[Written problem]
Replace "tight bounding box" with "minimal enclosing box" in the lines from the line with "For QA review: verify that every rear fender" to the line with "197;125;419;181", and reproduce only those lines with everything else unchanged.

+ + + +

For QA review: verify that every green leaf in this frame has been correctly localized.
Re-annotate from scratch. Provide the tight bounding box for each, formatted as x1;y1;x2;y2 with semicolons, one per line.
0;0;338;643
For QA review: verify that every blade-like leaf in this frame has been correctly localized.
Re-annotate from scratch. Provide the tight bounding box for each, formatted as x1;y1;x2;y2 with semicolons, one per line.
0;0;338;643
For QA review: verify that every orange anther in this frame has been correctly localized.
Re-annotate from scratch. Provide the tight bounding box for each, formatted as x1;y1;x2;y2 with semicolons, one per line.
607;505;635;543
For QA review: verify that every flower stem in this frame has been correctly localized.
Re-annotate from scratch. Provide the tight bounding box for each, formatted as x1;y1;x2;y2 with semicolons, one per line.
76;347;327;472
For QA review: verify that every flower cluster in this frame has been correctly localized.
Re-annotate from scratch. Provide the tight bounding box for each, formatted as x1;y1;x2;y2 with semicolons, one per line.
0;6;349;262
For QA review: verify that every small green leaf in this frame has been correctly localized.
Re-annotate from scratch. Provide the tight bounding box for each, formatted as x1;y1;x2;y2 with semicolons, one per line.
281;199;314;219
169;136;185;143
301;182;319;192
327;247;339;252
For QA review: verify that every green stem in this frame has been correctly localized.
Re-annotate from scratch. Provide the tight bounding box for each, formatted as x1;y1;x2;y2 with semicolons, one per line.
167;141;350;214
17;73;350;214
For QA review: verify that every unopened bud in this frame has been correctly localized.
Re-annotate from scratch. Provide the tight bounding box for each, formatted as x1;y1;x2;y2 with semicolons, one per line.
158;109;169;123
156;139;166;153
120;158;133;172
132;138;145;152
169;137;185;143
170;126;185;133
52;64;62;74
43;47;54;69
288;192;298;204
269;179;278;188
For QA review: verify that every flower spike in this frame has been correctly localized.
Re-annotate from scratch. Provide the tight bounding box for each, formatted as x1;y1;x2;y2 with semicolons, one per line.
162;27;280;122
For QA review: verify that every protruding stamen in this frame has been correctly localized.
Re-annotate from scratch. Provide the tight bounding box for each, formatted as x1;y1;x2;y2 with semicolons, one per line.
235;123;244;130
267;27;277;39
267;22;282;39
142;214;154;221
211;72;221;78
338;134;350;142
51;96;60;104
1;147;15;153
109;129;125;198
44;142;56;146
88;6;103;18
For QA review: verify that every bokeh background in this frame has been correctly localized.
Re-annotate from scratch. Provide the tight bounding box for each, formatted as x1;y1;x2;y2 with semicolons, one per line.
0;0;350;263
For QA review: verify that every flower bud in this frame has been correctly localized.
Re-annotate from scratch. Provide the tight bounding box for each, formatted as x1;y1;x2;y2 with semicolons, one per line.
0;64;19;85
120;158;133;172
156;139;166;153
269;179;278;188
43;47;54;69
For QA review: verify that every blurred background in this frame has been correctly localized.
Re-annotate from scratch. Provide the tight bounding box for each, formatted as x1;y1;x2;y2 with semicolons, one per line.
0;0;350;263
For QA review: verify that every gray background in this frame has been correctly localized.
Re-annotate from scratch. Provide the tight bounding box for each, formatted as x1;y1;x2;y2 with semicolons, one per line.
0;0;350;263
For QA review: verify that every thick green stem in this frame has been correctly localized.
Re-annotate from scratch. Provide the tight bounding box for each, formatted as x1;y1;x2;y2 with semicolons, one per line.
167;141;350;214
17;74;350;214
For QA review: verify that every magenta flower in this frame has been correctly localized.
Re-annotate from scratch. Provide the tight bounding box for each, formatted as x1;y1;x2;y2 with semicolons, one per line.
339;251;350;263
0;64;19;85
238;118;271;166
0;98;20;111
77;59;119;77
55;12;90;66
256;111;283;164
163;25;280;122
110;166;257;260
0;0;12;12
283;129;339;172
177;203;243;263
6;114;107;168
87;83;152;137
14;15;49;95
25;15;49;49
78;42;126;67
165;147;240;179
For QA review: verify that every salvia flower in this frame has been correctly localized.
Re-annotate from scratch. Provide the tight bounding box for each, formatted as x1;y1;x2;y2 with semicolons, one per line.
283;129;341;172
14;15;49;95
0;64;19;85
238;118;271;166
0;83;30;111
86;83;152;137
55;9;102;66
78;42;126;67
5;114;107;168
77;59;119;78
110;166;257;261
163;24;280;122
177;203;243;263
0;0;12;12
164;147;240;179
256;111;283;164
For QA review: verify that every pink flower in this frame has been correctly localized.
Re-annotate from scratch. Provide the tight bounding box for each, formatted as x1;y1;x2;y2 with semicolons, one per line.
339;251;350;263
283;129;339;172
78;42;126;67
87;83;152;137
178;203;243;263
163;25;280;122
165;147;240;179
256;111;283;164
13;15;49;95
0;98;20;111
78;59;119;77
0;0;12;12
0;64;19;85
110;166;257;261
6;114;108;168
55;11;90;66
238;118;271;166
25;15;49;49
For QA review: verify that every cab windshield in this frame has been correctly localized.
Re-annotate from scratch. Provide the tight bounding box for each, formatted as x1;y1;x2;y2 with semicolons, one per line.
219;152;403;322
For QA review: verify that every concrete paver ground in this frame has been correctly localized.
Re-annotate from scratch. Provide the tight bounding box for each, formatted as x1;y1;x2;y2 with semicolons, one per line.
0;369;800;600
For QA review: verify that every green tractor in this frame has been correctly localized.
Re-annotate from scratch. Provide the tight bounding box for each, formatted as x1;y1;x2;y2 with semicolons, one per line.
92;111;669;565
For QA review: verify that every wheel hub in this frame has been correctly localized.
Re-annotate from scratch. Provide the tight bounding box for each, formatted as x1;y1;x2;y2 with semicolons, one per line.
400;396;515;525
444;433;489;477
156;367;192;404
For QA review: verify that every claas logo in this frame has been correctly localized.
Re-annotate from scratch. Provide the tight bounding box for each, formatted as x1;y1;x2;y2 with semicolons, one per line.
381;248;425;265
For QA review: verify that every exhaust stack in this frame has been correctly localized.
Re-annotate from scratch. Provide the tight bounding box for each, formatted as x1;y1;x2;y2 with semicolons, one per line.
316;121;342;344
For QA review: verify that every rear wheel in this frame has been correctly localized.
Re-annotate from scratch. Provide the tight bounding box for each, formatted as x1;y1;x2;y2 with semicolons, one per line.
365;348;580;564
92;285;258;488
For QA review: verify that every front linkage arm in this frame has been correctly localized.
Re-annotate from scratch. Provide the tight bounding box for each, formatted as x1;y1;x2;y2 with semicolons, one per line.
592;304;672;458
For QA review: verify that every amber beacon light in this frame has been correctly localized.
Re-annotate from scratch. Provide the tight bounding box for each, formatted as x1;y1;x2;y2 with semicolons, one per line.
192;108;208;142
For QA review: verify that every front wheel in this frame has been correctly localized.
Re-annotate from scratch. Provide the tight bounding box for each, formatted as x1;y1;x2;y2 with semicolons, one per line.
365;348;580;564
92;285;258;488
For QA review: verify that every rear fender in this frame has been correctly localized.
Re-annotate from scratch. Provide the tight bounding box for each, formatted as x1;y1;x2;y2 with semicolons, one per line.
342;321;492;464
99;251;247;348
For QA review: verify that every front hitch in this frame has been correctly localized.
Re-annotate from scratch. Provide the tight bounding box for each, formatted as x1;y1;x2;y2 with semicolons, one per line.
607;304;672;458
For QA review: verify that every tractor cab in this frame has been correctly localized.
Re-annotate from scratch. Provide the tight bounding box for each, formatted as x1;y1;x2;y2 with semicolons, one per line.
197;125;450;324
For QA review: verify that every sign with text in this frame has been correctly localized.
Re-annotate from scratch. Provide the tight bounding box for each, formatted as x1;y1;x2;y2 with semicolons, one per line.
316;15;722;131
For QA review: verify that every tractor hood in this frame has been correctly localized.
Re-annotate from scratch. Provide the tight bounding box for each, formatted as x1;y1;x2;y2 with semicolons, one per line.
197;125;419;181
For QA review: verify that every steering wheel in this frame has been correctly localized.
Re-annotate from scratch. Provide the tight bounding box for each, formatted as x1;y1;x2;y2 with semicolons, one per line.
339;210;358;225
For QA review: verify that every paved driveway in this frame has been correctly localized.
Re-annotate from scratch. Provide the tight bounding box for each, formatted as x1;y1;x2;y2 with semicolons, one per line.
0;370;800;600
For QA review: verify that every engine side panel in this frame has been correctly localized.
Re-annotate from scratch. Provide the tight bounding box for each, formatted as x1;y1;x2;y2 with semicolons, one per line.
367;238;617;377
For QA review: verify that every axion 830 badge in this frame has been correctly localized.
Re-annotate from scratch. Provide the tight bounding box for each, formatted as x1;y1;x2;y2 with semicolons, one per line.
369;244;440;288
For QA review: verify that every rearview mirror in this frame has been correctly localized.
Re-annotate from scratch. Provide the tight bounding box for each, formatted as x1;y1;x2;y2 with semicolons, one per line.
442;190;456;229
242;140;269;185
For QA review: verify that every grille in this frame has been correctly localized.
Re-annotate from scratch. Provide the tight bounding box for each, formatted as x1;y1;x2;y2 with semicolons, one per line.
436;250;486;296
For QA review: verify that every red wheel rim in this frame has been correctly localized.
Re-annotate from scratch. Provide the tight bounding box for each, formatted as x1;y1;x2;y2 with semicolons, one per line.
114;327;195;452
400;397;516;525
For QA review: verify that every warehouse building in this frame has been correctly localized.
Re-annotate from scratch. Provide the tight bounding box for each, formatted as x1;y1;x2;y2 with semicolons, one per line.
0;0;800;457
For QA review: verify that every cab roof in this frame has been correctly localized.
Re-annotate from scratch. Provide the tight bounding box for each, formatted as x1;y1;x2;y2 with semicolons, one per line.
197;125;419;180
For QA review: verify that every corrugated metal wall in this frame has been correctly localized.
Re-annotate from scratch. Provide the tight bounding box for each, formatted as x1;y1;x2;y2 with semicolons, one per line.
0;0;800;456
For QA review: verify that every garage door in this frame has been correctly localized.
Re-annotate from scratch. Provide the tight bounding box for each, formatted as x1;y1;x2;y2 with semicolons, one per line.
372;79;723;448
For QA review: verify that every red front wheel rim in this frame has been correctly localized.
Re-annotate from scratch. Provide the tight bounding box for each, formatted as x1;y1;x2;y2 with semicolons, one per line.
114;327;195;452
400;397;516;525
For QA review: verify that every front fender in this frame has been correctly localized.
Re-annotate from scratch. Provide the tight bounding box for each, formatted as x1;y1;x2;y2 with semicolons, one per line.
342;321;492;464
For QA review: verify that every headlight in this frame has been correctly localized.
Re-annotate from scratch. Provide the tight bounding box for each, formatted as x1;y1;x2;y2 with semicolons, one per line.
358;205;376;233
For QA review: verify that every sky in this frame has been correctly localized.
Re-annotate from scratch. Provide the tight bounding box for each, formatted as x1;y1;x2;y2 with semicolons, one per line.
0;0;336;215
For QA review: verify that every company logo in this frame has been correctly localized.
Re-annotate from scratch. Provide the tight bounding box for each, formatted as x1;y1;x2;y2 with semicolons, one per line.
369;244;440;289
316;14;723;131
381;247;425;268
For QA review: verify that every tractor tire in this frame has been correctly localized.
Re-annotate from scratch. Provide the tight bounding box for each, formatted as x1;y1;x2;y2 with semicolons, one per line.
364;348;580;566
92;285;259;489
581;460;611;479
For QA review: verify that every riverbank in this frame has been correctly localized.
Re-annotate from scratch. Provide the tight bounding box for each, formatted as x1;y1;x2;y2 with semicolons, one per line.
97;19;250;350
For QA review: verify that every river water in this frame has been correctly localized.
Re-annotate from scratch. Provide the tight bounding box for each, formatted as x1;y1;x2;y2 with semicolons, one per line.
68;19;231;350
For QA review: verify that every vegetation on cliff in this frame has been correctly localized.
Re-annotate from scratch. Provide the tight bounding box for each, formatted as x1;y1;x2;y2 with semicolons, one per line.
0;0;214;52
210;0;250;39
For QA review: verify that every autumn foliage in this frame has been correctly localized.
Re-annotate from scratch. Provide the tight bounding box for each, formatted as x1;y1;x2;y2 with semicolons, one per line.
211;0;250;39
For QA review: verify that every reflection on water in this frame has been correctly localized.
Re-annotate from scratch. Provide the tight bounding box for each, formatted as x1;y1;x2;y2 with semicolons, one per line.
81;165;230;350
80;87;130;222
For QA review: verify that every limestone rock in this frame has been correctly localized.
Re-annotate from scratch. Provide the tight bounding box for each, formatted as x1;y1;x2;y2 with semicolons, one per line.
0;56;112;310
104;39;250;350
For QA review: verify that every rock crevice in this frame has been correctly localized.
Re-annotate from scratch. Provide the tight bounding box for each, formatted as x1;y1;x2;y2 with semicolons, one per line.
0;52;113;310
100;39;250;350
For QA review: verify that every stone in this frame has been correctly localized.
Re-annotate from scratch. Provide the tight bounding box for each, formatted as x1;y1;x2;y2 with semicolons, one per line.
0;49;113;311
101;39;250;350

+ + + +

[Result below]
For QA review: verify that every rear fender in this frame has been correctly localized.
Re-annotate from scratch. Provide the minimal enclosing box for each, formatted as x1;y1;x2;y2 with semicolons, one per line.
342;321;492;464
99;251;247;348
For QA review: verify that every front hitch in this frame has been correctly localized.
Re-annotate from scratch. Provide the minimal enclosing box for each, formatted as x1;y1;x2;y2 with semicolons, one per line.
607;304;672;458
For QA review: verify that every tractor cab in this frame has been correctly localized.
Re-annotate from scratch. Provide the minimal enclosing box for each, formatted as x1;y1;x2;y2 with semicolons, one per line.
197;125;450;324
For QA review: verify that every sign with text in this frame has been correctly localized.
Re-annotate from scratch. Provide the minimal enclosing box for each, formatted as x1;y1;x2;y2 with semicolons, one per line.
316;15;722;131
For QA review: verify that every tractor hood in this frame has been correctly localized.
Re-annotate from scratch. Provide the minimal enclosing box for each, formatted as x1;y1;x2;y2 with semicolons, one per line.
197;125;419;181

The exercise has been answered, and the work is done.